**Fragmento proporcionado**
Tengo una impresión muy vívida de la estación de Cochabamba, la mañana en que tomamos el tren. Había mucha gente, despidiéndonos, y varios lloraban. Pero no yo ni los amigos de La Salle que habían ido a darme el último abrazo: Romero, Ballivián, Artero, Gumucio, y el más íntimo, hijo del fotógrafo de la ciudad, Mario Zapata. Nosotros éramos hombres grandes —nueve o diez años de edad— y los hombres no lloran. Pero lloraban la señora Carlota y otras señoras, y la cocinera y las muchachas, y lloraba también, prendido de la abuelita Carmen, el jardinero Saturnino, un indio viejo, de ojotas y chullo, a quien veo todavía corriendo junto a la ventanilla y haciendo adiós al tren en marcha.

**Tareas pendientes**
A. Reproduce del fragmento sobre la estación de Cochabamba el pasaje que va desde "Tengo una impresión" hasta "tren en marcha.", ambos incluidos.
B. Enumera a todos los amigos de La Salle que, según el fragmento sobre la estación de Cochabamba, fueron a dar el último abrazo.

(Filas de un conjunto de datos)
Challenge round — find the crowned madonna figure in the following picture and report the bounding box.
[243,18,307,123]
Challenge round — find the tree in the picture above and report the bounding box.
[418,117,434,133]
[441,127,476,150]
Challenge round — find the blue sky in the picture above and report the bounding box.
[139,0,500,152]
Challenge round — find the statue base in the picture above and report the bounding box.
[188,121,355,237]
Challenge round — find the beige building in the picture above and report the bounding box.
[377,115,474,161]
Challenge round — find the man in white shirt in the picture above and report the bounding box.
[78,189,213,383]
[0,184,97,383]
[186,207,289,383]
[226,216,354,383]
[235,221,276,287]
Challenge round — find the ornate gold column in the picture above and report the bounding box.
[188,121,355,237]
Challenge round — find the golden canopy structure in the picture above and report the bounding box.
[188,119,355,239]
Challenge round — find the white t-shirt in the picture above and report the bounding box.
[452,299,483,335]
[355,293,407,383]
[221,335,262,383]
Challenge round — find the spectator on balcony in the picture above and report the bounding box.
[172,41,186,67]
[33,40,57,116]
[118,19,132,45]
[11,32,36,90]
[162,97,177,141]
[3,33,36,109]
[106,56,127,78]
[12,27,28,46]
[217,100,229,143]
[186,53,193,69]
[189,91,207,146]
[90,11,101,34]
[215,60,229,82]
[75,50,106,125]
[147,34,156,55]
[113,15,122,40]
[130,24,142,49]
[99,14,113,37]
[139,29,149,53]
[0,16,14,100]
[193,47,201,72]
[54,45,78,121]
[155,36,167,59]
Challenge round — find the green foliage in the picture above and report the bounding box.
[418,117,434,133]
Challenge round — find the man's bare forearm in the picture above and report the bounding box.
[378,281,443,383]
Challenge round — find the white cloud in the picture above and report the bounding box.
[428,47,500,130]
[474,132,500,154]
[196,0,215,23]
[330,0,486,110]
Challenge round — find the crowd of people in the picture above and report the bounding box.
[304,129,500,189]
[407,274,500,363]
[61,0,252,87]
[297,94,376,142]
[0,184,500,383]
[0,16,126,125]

**Tareas resueltas**
A.
Tengo una impresión muy vívida de la estación de Cochabamba, la mañana en que tomamos el tren. Había mucha gente, despidiéndonos, y varios lloraban. Pero no yo ni los amigos de La Salle que habían ido a darme el último abrazo: Romero, Ballivián, Artero, Gumucio, y el más íntimo, hijo del fotógrafo de la ciudad, Mario Zapata. Nosotros éramos hombres grandes —nueve o diez años de edad— y los hombres no lloran. Pero lloraban la señora Carlota y otras señoras, y la cocinera y las muchachas, y lloraba también, prendido de la abuelita Carmen, el jardinero Saturnino, un indio viejo, de ojotas y chullo, a quien veo todavía corriendo junto a la ventanilla y haciendo adiós al tren en marcha.

B. Romero, Ballivián, Artero, Gumucio y Mario Zapata.